> _Extrait choisi_:
NAITRE OU NE PAS NAITRE, EUGÉNISME NOUVELLE VERSION
Etre ou ne pas être ? La fameuse question métaphysique d’Hamlet trouve ces jours-ci un aboutissement pour le moins inattendu. La Cour de Cassation de Paris a prononcé en effet le 17 novembre dernier un arrêt favorable à la possibilité juridique de considérer la naissance d’un handicapé comme un préjudice fondé en nature. Naître ou ne pas naître ? Selon cet arrêt, Nicolas Perruche, handicapé profond des suites d’une rubéole contractée par sa mère durant la grossesse, mais non diagnostiquée par le médecin, a droit à être indemnisé. De quoi ? D’être en vie, tout simplement. La Cour déclare en effet que la faute médicale commise ayant empêché la mère « d’exercer son choix d’interrompre sa grossesse afin d’éviter la naissance d’un enfant atteint d’un handicap, ce dernier peut demander la réparation du préjudice. » Quel préjudice ? Celui d’être né.
Ce cas pose d’une manière aiguë la question du retour de l’eugénisme sous une forme apparemment légitime, mais réellement problématique. En décidant en effet que réparation est due à l’enfant en raison d’un handicap qui résulte de la nature et non d’une faute médicale, la Cour de Cassation juge que la vie comme telle constitue un préjudice réparable si elle n’est pas conforme à la normalité. Cela signifie en conséquence que l’être handicapé aurait dû ne pas naître. Fâcheuse dérive. Une mère aura-t-elle l’obligation d’avorter si le diagnostic prénatal indique une malformation future ?
L’idée que la vie d’un handicapé ne mérite pas d’être vécue est déplorable. Car qui a le droit de dire que telle vie mérite ou non d’être vécue ? Ni le médecin , ni le juge, ni même les parents. Pourquoi ? Parce que seul le sujet de cette vie peut en disposer. C’est le principe même du droit à la vie et le fondement de notre dignité. Souhaiterions-nous, vous et moi, qu’un tiers dispose de notre droit à être ? Ce qu’il y a de sournois dans cette nouvelle forme d’eugénisme, c’est le fait d’estimer qu’un handicap peut légitimer le droit de disposer d’une vie à naître. La négation de la vie d’un autre suppose au moins son existence préalable. Et donc le devoir de considérer cet être comme seul sujet de son droit d’exister.

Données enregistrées
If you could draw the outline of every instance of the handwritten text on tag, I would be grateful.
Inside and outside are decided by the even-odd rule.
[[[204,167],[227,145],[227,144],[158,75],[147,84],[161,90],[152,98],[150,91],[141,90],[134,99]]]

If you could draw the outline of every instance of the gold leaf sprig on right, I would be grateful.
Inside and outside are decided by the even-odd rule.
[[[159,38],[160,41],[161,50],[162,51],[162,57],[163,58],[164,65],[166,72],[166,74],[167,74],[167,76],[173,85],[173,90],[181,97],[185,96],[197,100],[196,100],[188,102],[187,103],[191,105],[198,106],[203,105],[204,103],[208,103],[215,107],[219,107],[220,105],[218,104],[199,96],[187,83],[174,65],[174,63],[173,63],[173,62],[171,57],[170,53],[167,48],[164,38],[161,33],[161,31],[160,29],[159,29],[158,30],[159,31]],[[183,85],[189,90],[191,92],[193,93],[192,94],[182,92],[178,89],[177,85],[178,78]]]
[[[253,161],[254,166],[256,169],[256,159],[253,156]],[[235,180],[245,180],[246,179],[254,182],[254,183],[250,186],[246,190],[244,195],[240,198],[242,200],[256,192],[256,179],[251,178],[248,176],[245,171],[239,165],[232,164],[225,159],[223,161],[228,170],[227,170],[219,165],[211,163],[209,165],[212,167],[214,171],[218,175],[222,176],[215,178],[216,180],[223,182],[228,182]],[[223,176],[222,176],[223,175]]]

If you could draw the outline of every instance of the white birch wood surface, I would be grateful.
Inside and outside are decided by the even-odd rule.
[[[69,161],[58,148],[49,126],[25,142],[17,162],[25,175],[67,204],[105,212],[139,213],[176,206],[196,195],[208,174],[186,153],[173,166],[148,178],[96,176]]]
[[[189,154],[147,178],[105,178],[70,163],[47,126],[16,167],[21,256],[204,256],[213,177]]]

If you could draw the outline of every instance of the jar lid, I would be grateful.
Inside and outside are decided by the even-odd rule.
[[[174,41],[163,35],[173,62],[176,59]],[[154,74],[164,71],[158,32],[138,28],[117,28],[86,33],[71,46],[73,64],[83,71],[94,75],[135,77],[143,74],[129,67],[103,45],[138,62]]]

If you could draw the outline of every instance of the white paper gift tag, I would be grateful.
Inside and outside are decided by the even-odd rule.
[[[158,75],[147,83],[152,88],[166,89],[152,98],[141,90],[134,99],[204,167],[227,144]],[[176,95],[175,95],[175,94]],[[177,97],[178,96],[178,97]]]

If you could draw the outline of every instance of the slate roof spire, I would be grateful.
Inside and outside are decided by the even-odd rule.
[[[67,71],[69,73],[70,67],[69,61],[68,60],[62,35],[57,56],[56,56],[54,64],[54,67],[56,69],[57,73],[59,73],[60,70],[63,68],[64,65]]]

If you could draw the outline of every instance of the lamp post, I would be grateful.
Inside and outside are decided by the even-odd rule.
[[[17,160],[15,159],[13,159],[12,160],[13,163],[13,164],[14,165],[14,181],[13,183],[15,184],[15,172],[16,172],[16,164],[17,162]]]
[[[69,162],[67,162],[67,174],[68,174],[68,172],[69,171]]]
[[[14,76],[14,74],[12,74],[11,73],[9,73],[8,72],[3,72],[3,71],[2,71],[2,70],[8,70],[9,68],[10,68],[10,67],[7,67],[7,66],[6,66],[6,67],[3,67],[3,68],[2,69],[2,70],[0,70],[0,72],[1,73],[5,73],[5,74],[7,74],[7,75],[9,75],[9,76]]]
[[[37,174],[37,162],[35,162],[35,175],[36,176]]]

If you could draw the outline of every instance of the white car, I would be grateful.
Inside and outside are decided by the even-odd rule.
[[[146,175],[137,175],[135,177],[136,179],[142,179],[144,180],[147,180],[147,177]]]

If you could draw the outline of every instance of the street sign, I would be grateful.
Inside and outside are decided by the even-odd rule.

> _Explorer le texte_:
(1) D'après le texte sur l'eugénisme, à quelle date la Cour de Cassation de Paris a-t-elle rendu son arrêt ?
(2) Reprenez le texte sur l'eugénisme à la suite de sa dernière phrase.

> _Résultats de l'exercice_:
(1) Le 17 novembre.

(2)
Une bonne trentaine de professeurs des facultés de droit des Universités parisiennes ont heureusement réagi et dans le texte qu’ils ont publié dans Le Monde du 24 novembre, ils s’opposent fermement au récent arrêt de la Cour de Cassation. Ils déclarent notamment ceci : « La vie ne peut être l’objet d’un droit à l’euthanasie prénatale qui, en supprimant le sujet, supprime le droit lui-même. Si, contre toute logique, il en va ainsi, il faudrait admettre aussi que l’erreur en sens inverse qui aurait conduit la mère à l’avortement d’un enfant sain justifierait la réparation, au bénéfice de l’enfant lui-même, du préjudice de ne pas être né. »
Il faut le rappeler fermement, en dépit des avancées de la science : le handicapé est un être humain à part entière. La dérive eugéniste consiste précisément à le priver de ce droit. Or, il a d’autant plus de prix qu’il a besoin de nous pour l’aider à vivre et à être heureux. Car les handicapés aussi peuvent être heureux. Ce n’est pas à nous de décréter pour eux le contraire. Ils ont droit au bonheur. Ce n’est pas à nous de décider qu’ils ne le méritent pas.